■ **Short problem**: List every line of the items below that contains the word "snow", matching case exactly.

■ **Entries supplied**:

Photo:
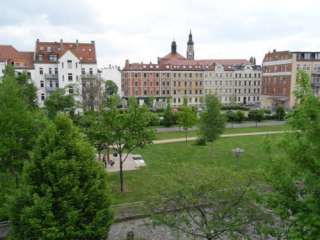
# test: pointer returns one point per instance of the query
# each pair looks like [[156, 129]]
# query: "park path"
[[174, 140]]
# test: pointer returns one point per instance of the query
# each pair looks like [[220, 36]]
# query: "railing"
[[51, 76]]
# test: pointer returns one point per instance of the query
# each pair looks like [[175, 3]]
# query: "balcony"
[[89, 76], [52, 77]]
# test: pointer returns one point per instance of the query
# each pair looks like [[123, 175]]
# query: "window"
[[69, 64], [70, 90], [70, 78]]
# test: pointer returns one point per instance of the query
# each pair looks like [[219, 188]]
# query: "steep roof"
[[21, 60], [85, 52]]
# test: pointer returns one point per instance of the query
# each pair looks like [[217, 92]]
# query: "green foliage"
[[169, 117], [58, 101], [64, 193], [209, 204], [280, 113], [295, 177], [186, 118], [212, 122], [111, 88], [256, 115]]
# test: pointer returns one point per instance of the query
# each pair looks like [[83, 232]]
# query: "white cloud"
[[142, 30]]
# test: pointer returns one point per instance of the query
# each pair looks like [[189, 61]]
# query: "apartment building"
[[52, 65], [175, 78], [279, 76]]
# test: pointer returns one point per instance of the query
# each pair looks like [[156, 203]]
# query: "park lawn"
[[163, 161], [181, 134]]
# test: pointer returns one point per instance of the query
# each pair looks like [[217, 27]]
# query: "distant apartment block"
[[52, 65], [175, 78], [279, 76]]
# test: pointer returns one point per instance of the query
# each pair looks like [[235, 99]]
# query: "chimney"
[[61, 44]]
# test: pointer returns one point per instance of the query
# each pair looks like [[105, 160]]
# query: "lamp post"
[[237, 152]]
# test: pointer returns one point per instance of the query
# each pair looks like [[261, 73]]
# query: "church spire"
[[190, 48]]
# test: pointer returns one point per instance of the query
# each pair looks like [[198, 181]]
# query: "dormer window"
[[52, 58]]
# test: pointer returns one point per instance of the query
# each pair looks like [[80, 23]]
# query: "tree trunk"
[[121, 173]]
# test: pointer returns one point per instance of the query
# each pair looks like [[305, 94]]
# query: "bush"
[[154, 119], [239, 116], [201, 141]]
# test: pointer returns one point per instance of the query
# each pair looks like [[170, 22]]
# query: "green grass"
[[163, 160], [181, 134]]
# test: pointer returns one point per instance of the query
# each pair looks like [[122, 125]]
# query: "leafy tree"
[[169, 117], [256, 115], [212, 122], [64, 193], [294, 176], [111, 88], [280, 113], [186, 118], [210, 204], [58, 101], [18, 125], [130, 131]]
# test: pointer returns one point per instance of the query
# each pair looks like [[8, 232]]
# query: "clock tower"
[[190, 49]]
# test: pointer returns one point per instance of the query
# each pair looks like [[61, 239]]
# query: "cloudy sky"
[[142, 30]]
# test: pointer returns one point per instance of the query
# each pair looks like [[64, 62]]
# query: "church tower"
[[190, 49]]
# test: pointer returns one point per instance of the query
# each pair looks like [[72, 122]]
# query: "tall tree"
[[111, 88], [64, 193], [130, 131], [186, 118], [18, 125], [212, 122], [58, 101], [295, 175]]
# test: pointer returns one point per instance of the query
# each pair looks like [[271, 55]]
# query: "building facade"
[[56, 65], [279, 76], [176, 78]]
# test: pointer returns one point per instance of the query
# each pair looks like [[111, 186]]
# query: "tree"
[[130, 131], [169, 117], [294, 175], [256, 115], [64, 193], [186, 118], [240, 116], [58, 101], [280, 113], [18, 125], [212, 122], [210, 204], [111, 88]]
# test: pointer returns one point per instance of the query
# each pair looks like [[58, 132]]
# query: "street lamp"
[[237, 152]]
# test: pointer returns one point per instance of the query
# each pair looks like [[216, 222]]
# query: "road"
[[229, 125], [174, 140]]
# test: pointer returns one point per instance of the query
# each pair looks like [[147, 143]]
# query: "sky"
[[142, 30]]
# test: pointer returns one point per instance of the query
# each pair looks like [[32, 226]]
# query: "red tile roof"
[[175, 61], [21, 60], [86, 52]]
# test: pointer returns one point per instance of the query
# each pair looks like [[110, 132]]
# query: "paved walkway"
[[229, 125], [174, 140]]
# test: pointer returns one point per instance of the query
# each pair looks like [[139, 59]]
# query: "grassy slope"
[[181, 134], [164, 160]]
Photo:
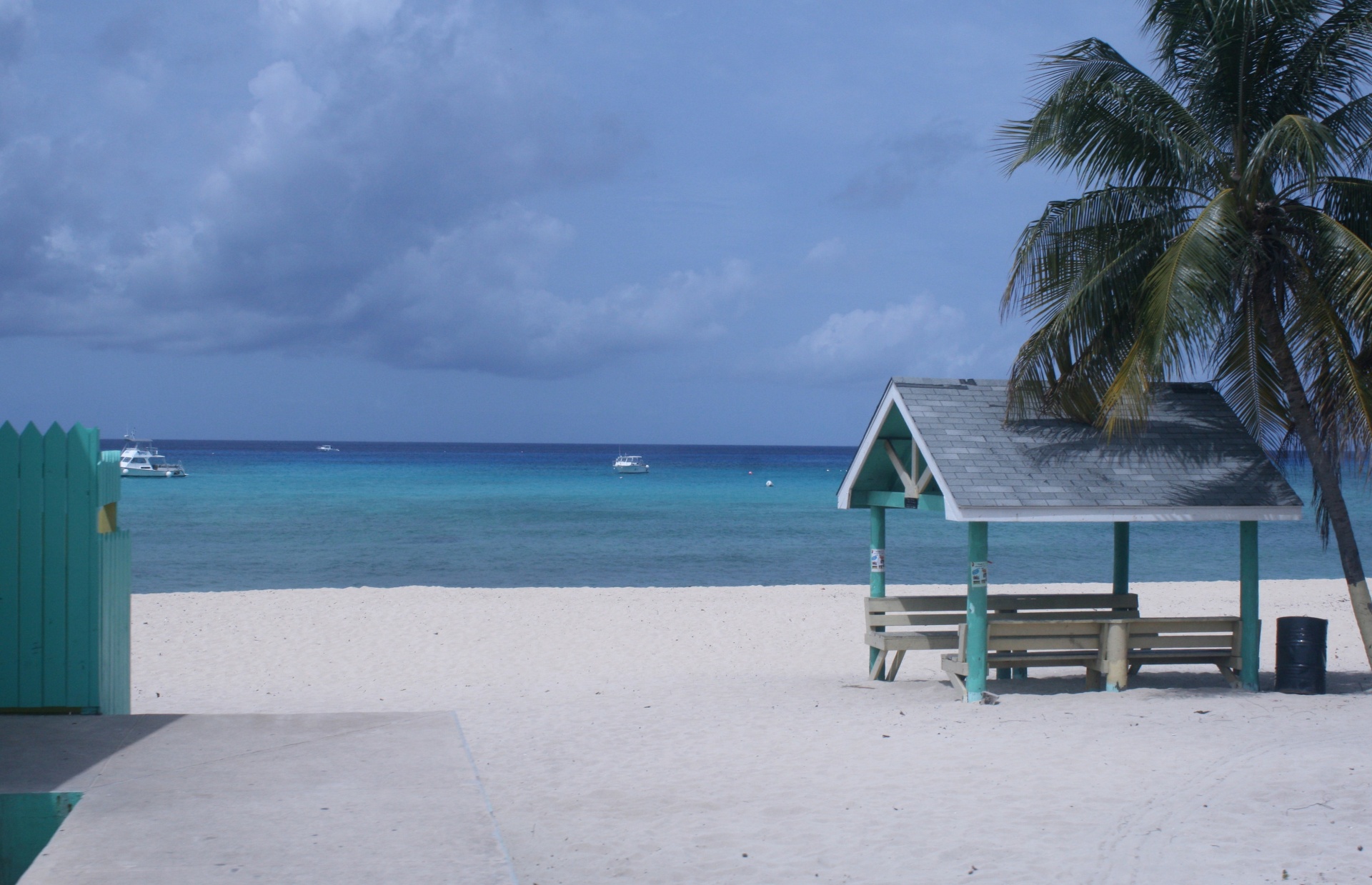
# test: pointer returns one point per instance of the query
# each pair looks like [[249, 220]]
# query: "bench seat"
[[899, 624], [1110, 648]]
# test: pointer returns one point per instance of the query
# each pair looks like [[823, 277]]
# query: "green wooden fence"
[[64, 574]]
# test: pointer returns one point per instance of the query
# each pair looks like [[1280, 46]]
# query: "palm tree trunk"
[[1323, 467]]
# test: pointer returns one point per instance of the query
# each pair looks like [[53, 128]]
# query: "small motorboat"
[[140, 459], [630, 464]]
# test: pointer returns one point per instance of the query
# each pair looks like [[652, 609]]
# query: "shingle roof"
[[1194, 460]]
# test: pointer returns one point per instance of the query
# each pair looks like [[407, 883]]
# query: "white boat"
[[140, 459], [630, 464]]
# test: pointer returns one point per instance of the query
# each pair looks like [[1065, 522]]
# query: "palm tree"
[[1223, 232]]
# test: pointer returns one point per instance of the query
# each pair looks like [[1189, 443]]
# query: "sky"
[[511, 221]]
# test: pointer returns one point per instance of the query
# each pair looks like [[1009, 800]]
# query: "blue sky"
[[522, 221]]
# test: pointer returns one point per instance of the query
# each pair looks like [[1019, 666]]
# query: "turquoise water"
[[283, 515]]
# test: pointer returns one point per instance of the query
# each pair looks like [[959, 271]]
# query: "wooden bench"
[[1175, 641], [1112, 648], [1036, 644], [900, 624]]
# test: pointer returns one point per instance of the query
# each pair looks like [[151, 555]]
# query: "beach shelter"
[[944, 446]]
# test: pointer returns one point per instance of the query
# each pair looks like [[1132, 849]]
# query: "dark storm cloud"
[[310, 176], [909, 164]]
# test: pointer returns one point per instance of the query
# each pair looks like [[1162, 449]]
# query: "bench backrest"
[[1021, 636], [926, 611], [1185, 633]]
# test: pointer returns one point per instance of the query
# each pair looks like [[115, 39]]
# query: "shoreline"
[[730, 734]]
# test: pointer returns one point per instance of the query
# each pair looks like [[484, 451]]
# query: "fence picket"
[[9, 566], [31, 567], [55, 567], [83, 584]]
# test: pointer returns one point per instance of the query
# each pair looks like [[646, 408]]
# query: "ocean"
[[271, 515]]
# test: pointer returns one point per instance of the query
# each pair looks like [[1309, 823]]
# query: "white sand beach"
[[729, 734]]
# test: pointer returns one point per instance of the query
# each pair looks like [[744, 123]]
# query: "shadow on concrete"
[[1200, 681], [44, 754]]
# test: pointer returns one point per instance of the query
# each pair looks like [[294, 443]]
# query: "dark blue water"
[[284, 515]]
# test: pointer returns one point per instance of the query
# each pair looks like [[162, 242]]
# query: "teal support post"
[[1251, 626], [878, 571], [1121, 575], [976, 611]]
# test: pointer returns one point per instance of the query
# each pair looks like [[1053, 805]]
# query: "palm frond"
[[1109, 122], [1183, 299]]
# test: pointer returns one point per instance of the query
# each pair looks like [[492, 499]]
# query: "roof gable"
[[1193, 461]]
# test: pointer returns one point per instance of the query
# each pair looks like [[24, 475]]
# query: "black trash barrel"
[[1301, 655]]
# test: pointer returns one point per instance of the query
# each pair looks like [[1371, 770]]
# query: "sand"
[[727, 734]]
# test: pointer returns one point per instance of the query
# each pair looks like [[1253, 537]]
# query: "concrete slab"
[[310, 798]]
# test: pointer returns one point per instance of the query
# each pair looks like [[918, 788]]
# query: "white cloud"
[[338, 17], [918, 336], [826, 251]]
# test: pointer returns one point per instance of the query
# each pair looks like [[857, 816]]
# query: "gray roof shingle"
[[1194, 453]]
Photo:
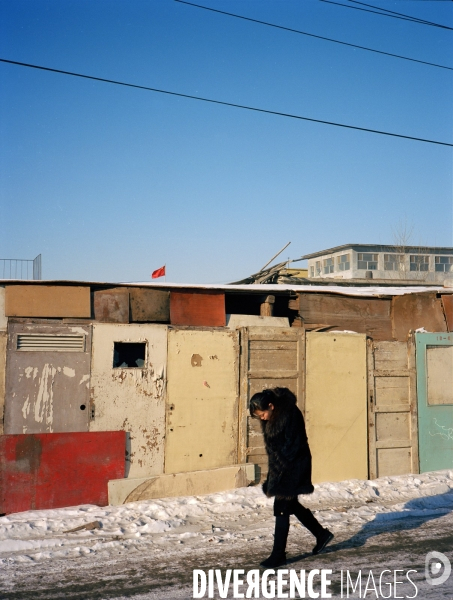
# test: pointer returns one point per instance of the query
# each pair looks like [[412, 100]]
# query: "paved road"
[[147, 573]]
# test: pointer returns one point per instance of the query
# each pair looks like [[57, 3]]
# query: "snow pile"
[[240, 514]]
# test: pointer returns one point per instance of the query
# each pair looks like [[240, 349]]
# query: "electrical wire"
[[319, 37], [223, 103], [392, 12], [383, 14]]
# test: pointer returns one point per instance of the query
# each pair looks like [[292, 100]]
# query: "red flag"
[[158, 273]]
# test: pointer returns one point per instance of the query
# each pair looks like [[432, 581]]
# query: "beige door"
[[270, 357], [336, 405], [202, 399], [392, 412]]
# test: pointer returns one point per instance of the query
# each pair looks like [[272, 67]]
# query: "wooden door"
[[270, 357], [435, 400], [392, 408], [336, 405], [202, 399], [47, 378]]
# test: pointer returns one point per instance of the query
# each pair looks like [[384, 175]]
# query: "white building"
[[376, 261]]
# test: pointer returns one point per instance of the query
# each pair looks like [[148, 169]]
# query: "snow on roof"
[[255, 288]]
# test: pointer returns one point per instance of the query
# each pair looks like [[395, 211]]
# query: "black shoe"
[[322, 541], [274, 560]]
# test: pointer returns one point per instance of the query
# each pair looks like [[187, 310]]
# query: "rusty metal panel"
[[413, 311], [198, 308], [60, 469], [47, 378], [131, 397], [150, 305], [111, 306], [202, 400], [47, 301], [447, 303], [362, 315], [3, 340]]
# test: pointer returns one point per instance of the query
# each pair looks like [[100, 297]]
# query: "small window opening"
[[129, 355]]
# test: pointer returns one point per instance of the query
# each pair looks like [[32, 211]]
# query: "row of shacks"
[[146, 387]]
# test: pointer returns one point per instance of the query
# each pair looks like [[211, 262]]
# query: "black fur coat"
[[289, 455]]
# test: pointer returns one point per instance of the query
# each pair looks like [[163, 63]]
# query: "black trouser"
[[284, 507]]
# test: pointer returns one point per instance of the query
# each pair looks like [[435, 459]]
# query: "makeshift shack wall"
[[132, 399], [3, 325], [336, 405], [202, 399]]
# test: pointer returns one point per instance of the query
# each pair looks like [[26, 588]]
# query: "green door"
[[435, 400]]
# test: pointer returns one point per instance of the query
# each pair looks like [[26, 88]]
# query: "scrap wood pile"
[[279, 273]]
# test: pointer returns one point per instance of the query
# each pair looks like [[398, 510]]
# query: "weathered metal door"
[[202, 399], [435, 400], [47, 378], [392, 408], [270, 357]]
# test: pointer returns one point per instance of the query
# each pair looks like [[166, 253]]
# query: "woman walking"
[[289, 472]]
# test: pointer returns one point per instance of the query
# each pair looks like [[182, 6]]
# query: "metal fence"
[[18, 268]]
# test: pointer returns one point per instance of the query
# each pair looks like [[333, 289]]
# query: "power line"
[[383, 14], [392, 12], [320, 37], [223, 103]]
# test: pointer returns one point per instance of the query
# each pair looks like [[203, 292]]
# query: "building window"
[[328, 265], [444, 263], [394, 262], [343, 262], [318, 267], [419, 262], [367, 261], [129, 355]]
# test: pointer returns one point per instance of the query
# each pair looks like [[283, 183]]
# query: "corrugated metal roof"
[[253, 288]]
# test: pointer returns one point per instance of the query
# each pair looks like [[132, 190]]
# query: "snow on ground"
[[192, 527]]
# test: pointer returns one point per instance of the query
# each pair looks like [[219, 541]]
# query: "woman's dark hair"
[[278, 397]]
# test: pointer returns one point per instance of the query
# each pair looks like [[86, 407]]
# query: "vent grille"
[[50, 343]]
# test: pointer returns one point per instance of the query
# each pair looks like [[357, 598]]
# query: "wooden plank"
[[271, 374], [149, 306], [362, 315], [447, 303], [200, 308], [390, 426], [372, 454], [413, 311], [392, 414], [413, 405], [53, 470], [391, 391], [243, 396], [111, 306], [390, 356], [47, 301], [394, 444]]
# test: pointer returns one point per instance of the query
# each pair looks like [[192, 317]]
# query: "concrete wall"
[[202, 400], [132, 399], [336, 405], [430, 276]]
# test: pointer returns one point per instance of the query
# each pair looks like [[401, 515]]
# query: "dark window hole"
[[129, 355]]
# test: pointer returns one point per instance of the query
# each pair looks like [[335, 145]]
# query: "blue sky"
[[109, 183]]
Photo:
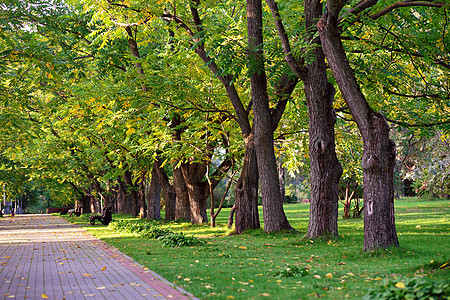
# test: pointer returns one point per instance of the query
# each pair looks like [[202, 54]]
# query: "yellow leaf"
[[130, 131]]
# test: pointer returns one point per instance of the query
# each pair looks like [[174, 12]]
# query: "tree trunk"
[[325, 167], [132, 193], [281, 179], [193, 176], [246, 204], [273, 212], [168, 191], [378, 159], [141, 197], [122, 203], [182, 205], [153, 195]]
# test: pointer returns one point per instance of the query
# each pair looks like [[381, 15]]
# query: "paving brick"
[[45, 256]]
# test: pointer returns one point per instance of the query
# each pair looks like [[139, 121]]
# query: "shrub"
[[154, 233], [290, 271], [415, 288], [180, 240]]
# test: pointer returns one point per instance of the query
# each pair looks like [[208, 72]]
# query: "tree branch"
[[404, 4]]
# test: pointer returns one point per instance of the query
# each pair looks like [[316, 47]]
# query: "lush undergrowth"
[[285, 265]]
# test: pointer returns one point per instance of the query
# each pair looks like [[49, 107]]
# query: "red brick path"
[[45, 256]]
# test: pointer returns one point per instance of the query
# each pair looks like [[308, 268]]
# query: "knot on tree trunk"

■ **Written answer**:
# query: "snow pile"
# query: "snow on roof"
# query: "snow on ground"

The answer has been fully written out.